Prompt 1: In the passage about industrial robots in China, how many industrial robots does China have per 10,000 manufacturing employees?
Prompt 2: Revise the part of the passage about industrial robots in China starting with "Operating unit numbers" and going on through "customer (approx. 40%).", putting "robot density" in place of every "robotic density".
Prompt 3: Resume the passage about industrial robots in China after its final sentence.

== Extracted text ==

By 2017, more industrial robots will be operating in China's production plants than in the European Union or North America, reports the International Federation of Robotics (IFR) in its 2014 World Robot Statistics.

Operating unit numbers in China will double from today's 200,000 to more than 400,000. To compare: In North America, numbers are expected to rise to about 300,000 – with 340,000 predicted for Europe's five largest economies.

China is already the world's largest market in the sale of industrial robots. But this merely marks the first step in a fast game of catch-up. Given China's still very low robotic density, the future market dimensions are palpably clear: To date, China only has 30 industrial robots per 10,000 employees in manufacturing industries. To compare: Germany's robotic density is 10 times larger – in Japan it is actually eleven times more. In North America robotic density is five times higher than in China, where the majority of industrial robots are used for handling operations (40%) and for welding (36%). The automotive industry is by far the largest customer (approx. 40%).

===
== Data section ==

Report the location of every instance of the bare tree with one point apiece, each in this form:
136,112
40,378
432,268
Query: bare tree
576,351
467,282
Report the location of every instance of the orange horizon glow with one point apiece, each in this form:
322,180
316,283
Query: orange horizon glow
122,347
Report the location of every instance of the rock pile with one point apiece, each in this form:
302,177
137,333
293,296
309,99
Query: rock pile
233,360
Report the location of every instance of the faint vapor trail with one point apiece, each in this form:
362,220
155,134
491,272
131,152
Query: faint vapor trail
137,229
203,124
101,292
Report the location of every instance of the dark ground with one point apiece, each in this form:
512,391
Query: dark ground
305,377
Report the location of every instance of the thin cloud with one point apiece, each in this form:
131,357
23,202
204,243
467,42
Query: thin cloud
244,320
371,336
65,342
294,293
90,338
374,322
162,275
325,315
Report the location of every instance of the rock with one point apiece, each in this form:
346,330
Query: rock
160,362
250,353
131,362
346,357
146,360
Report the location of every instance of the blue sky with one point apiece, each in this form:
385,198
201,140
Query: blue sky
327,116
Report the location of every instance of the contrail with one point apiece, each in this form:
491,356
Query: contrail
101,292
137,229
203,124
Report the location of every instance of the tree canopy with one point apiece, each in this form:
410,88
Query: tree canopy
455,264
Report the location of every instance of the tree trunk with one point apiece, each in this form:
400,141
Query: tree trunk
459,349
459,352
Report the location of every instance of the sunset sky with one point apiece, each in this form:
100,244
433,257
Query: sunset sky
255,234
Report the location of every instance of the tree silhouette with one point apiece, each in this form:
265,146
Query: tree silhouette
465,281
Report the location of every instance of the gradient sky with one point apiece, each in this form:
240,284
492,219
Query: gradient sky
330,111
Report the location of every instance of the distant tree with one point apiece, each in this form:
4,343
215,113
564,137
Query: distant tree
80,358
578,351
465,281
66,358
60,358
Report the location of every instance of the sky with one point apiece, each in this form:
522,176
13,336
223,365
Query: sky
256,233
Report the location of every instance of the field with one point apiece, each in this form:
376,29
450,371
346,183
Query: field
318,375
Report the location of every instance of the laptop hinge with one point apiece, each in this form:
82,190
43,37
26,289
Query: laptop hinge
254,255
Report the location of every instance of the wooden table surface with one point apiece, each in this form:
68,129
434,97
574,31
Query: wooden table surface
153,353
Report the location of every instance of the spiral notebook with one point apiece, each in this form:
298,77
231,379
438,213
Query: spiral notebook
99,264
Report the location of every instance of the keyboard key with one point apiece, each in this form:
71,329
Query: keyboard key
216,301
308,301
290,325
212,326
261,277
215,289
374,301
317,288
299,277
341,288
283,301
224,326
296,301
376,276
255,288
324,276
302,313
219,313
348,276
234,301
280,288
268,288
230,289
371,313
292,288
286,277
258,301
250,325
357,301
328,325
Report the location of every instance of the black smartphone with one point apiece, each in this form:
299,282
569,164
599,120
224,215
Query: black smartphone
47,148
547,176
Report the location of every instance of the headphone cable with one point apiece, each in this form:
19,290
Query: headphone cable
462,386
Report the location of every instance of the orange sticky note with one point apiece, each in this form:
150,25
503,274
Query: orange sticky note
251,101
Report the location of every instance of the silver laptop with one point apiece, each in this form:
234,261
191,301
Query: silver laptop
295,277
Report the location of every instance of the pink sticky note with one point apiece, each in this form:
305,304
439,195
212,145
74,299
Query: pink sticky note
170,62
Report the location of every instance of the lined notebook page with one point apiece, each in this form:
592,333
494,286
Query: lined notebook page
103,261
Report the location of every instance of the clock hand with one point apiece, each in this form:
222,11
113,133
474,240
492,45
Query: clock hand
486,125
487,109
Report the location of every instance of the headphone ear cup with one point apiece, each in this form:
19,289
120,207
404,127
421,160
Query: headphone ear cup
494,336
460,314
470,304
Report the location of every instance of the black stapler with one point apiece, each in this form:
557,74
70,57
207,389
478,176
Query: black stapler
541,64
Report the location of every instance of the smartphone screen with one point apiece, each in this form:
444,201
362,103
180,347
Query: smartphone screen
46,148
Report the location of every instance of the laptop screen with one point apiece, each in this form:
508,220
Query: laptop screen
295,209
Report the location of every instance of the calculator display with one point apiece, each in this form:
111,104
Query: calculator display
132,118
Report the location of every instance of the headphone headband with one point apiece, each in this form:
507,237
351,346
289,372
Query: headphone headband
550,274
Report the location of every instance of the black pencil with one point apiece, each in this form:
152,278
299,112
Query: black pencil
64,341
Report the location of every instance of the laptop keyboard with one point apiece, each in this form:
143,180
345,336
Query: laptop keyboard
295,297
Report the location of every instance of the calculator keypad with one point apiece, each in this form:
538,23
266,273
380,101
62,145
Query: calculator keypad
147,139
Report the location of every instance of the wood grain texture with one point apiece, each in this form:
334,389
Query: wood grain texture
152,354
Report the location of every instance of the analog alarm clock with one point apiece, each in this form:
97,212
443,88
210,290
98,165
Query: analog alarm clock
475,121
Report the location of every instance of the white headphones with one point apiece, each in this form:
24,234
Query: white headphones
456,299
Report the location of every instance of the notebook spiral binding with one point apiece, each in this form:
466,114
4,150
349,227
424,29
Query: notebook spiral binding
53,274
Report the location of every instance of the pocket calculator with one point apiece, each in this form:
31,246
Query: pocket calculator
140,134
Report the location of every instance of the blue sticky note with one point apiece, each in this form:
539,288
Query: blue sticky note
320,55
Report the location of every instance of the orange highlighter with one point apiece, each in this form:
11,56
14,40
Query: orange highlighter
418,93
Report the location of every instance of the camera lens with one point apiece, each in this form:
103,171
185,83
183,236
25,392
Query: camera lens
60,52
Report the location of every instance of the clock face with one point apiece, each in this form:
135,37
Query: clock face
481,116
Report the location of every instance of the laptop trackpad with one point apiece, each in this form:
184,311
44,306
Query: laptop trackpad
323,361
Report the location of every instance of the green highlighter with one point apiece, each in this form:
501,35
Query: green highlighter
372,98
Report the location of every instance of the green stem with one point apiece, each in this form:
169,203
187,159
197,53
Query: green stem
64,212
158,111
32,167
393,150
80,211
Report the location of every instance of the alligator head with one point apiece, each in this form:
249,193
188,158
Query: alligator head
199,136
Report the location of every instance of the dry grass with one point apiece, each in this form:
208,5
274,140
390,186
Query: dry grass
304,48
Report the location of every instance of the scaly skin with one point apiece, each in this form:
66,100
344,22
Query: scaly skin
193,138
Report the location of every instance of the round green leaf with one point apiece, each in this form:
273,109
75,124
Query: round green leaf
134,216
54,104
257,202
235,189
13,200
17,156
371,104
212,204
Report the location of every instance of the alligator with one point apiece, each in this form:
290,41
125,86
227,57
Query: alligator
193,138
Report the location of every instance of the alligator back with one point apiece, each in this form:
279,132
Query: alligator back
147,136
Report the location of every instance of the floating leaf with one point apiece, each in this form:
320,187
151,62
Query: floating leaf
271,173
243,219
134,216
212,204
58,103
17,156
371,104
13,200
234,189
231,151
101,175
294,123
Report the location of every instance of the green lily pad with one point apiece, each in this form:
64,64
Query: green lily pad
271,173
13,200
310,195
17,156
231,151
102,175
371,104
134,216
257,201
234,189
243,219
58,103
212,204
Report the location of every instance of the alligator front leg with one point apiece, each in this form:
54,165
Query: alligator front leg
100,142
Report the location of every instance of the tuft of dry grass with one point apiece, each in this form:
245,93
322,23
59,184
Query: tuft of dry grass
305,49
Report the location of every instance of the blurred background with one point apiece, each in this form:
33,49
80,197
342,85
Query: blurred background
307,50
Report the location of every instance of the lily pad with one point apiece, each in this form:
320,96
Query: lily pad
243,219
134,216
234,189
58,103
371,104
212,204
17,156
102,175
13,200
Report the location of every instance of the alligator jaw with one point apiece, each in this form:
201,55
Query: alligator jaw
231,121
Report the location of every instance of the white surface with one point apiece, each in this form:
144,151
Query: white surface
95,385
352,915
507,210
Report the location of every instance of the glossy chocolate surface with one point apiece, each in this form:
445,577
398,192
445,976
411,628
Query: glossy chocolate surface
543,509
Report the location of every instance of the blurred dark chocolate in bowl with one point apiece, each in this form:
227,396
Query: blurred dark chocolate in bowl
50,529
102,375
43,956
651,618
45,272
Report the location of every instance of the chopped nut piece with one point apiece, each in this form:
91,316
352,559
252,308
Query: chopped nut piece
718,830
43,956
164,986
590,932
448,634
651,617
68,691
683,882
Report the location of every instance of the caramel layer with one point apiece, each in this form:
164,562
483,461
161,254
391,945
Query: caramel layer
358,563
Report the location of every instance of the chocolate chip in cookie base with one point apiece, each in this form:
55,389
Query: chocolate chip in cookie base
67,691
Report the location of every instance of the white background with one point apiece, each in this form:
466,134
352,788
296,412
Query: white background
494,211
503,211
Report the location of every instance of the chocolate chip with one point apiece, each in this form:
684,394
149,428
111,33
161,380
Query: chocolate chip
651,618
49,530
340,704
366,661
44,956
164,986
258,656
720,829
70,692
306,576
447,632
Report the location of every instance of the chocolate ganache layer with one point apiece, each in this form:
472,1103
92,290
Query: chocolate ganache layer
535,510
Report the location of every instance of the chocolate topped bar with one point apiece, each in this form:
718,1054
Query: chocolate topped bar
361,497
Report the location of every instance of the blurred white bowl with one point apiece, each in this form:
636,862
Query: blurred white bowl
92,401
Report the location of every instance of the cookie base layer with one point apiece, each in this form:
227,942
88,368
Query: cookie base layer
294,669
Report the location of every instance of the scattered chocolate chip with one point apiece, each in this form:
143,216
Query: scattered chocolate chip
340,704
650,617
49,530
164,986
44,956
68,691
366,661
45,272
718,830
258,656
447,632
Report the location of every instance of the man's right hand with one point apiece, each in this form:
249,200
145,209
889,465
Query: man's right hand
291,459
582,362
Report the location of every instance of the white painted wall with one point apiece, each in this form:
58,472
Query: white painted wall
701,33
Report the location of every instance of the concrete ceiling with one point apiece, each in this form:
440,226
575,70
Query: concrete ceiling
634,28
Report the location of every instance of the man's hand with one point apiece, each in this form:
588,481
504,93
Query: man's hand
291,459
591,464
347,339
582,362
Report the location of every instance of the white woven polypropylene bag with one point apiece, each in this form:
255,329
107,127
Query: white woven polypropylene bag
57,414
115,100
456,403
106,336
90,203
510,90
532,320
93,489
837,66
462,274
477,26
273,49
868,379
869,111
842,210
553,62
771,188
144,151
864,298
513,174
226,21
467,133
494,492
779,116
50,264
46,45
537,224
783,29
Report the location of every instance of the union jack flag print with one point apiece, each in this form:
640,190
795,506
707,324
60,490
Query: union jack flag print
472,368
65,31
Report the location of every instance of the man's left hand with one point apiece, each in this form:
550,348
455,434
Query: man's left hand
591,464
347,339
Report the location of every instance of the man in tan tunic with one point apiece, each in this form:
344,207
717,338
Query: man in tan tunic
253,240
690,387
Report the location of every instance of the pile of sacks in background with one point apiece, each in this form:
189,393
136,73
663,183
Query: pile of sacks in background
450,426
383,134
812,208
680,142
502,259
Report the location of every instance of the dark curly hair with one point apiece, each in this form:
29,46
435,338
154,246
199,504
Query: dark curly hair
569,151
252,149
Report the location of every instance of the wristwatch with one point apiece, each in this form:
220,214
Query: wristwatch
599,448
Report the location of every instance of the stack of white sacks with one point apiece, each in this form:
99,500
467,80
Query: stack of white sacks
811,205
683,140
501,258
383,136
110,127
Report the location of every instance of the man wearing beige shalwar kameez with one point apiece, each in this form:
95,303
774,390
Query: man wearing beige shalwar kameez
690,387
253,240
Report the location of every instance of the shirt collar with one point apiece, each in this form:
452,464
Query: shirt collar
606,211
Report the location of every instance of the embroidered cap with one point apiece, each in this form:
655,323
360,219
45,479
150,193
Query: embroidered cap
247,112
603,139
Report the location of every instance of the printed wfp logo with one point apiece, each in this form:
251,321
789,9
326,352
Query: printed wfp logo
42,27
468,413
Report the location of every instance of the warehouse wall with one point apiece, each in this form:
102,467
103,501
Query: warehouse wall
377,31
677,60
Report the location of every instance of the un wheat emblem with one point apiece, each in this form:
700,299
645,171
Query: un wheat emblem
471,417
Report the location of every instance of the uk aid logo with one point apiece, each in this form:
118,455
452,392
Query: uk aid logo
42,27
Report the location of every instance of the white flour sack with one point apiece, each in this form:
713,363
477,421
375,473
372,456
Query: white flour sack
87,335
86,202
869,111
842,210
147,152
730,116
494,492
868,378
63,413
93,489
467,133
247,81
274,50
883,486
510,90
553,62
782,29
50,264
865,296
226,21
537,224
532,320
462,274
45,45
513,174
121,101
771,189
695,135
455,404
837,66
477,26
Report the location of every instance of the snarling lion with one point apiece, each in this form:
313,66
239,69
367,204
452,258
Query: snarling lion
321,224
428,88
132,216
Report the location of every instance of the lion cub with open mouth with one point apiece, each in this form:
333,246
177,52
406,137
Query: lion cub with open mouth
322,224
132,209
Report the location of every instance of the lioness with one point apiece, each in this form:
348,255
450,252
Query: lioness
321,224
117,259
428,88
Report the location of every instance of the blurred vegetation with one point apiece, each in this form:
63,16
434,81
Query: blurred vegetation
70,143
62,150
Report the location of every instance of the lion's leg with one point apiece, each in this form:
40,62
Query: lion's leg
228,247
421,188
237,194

===

Answer space 1: 30

Answer space 2:
Operating unit numbers in China will double from today's 200,000 to more than 400,000. To compare: In North America, numbers are expected to rise to about 300,000 – with 340,000 predicted for Europe's five largest economies.

China is already the world's largest market in the sale of industrial robots. But this merely marks the first step in a fast game of catch-up. Given China's still very low robot density, the future market dimensions are palpably clear: To date, China only has 30 industrial robots per 10,000 employees in manufacturing industries. To compare: Germany's robot density is 10 times larger – in Japan it is actually eleven times more. In North America robot density is five times higher than in China, where the majority of industrial robots are used for handling operations (40%) and for welding (36%). The automotive industry is by far the largest customer (approx. 40%).

Answer space 3:
"The automation of China's production plants has just started", says Per Vegard Nerseth, managing director, ABB Robotics. "We have witnessed swift, almost explosive growth over the last two or three years, surpassing even our expectations. Four out of five industrial robots in China are made by foreign manufacturers, the majority from Japan, North America and Europe. Yet more manufacturers are planning to build their own production lines in China."